Could you transcribe every record below exactly as written, leaving out any pictures?

Records from a collection:
--------------------------------------------------

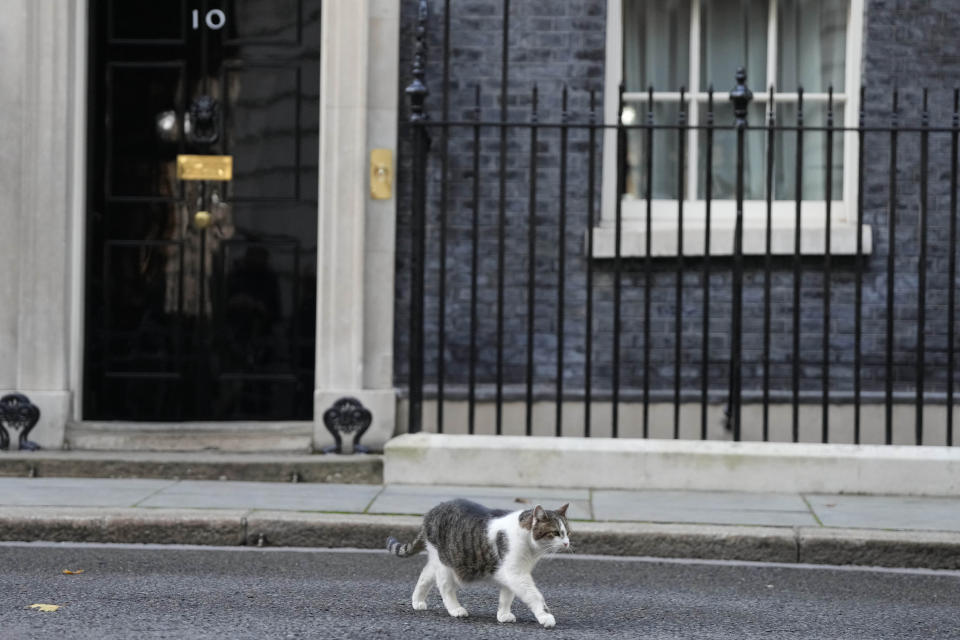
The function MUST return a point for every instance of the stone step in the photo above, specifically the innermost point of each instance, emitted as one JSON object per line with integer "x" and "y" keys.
{"x": 272, "y": 467}
{"x": 236, "y": 437}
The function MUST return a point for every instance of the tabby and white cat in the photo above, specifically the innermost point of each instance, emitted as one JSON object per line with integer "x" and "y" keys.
{"x": 466, "y": 541}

--------------------------------------------------

SOLVED EXERCISE –
The function MUST return a point for every instance of the stone step in the photo above, specifically the innermost point of each instance, emitted as one JSON object per line with integer "x" and "y" keys.
{"x": 272, "y": 467}
{"x": 236, "y": 437}
The function MUST return a point for every instance of the tabby and white cat in the photo above, specifically the innermost point of each instance, emitted as one JSON object per line with integer "x" and "y" keys.
{"x": 466, "y": 541}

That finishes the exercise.